[Dataset extract Boundary: Start]
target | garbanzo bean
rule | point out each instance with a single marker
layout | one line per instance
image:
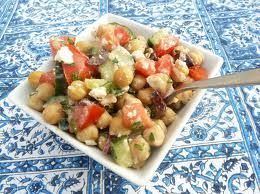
(138, 43)
(44, 91)
(88, 134)
(123, 77)
(53, 113)
(35, 103)
(138, 82)
(127, 99)
(117, 128)
(104, 120)
(154, 135)
(145, 95)
(77, 90)
(102, 140)
(140, 150)
(34, 78)
(196, 57)
(169, 116)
[Dataset extract Boundary: End]
Problem details → Give again, word for word, only the lines from the line containing "rule | point" through the last line above, both included; leave the pictures out.

Expected output →
rule | point out each instance with a single marker
layout | one line per instance
image:
(138, 43)
(44, 91)
(88, 134)
(123, 77)
(53, 113)
(35, 103)
(138, 82)
(127, 99)
(117, 128)
(104, 120)
(154, 135)
(145, 95)
(77, 90)
(102, 140)
(140, 150)
(34, 78)
(196, 57)
(169, 116)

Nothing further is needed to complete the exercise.